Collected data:
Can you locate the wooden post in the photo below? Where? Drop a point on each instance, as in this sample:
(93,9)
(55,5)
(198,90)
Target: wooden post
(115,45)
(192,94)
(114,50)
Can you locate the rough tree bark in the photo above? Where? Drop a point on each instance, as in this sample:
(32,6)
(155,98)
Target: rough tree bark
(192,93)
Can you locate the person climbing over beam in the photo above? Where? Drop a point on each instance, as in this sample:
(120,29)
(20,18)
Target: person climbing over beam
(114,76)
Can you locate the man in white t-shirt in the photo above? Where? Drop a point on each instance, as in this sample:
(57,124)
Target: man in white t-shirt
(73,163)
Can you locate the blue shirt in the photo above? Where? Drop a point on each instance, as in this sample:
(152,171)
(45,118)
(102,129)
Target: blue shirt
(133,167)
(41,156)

Exercise goal: Please copy all the items above exactly as they appear, line for line.

Correct output:
Can you locate the wooden post in the photo below? Where? Drop a point on each instance, as in this sample:
(93,9)
(55,5)
(198,90)
Target: wooden post
(115,45)
(192,94)
(114,50)
Can you locate the rough tree bark in the photo above? Where? Drop a point on each instance, as in this sample:
(32,6)
(155,98)
Target: rough tree bark
(192,93)
Can you locate the person climbing over beam in the photo above? Where? Drop a point on each instance, as in this sample:
(120,29)
(20,18)
Target: person climbing over beam
(114,76)
Can you locate the man in white t-shirt in the photo above? Where? Drop a point on each instance, as in this sample:
(57,124)
Target: man in white t-shirt
(73,163)
Can you locate the blue shirt in the photo above? Where? Drop a point on each instance, as in this sample:
(152,171)
(45,118)
(102,129)
Target: blue shirt
(133,167)
(41,156)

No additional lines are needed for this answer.